▶ [Kutipan Bacaan]:
※

Konstitusi sebagai Produk Situasi
            Begawan konstitusi K.C Wheare mengatakan dalam bukunya Modern Constitutions bahwa konstitusi suatu negara itu adalah resultante atau produk kesepakatan dari situasi politik, sosial, dan ekonomi pada waktu tertentu. Apabila situasi, kebutuhan, dan tuntutan masyarakat berubah maka UUD sebagai resultante juga dapat berubah. Persoalan mengenai kapan situasi itu datang adalah persoalan yang tersendiri. Oleh sebab itu, lanjut Wheare, di dalam setiap UUD haruslah ada pasal yang mengatur perubahan.
Di Indonesia, hal tersebut telah dibuktikan. Dari aspek sejarah, sejak awal UUD 1945 memang dimaksudkan sebagai UUD interim. Tidak saja berdasar ucapan Bung Karno pada Sidang PPKI tanggal 18 Agustus 1945 yang menyebutnya sebagai ”UUD darurat yang dibuat secara kilat”, tetapi juga ditulis di dalam UUD 1945 itu sendiri, yakni di dalam Aturan Tambahan Pasal I dan Pasal II. Aturan Peralihan menegaskan bahwa setelah enam bulan berakhirnya Perang Asia Timur Raya (Perang Pasifik), Presiden mengatur segala hal yang ditentukan di dalam UUD, termasuk membentuk MPR (dengan pemilu). Kemudian dalam enam bulan setelah dibentuk, MPR bersidang untuk menetapkan UUD. Meskipun kata ”menetapkan” dapat diartikan menetapkan yang sudah ada, tetapi dalam konteks ini yaitu untuk mengubah agar sifat interim, darurat, dan kilat itu menjadi hilang.

※

Cuplikan dari kumpulan data:
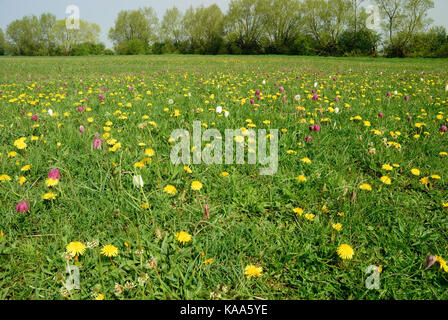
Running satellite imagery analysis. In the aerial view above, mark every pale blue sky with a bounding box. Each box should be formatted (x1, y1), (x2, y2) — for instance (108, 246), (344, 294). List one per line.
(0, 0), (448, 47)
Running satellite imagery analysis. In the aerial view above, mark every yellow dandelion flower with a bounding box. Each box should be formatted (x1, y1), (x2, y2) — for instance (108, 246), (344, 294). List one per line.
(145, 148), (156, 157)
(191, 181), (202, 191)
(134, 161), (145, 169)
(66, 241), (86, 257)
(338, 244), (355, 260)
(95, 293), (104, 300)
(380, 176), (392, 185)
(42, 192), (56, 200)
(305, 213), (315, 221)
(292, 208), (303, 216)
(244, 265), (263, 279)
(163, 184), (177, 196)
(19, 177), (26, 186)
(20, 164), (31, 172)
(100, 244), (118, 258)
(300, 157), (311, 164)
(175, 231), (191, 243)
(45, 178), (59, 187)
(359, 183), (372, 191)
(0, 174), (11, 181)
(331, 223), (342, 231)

※

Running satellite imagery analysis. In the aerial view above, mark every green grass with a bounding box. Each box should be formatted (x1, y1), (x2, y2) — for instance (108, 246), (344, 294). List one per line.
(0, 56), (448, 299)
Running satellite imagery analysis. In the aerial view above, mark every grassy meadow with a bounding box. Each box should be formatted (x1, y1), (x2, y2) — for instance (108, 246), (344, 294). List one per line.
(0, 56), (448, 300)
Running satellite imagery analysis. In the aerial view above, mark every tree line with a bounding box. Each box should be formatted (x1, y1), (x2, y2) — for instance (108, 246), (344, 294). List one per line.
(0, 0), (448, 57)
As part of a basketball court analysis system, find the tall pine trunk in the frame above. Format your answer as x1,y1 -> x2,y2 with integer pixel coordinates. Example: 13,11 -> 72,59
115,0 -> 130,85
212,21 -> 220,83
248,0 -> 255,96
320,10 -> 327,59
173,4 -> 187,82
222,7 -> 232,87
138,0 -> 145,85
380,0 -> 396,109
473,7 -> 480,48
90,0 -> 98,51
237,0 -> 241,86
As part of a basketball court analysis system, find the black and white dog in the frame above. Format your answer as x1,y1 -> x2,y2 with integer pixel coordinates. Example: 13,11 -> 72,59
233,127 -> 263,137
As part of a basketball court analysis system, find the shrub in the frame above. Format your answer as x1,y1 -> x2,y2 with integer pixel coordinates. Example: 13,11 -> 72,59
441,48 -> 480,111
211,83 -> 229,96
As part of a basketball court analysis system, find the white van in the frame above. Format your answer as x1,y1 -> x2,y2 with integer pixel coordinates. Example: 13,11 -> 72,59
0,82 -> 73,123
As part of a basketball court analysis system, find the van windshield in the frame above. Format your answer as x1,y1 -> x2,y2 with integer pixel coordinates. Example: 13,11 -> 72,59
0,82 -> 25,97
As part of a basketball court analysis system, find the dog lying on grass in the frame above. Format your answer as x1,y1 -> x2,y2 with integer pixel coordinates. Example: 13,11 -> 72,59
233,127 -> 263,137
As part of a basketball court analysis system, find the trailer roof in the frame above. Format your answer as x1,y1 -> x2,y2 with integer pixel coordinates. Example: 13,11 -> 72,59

※

▶ [Soal Latihan]:
Jawablah pertanyaan berikut berdasarkan kutipan bacaan tentang konstitusi di atas.
1. Apa judul buku K.C Wheare yang disebutkan?
2. Pada tanggal berapa Bung Karno berbicara di Sidang PPKI dan menyebut UUD 1945 sebagai "UUD darurat yang dibuat secara kilat"?
3. Dalam waktu berapa lama setelah dibentuk MPR bersidang untuk menetapkan UUD?

▶ [Kunci Jawaban]:
1. Modern Constitutions.
2. 18 Agustus 1945.
3. Enam bulan.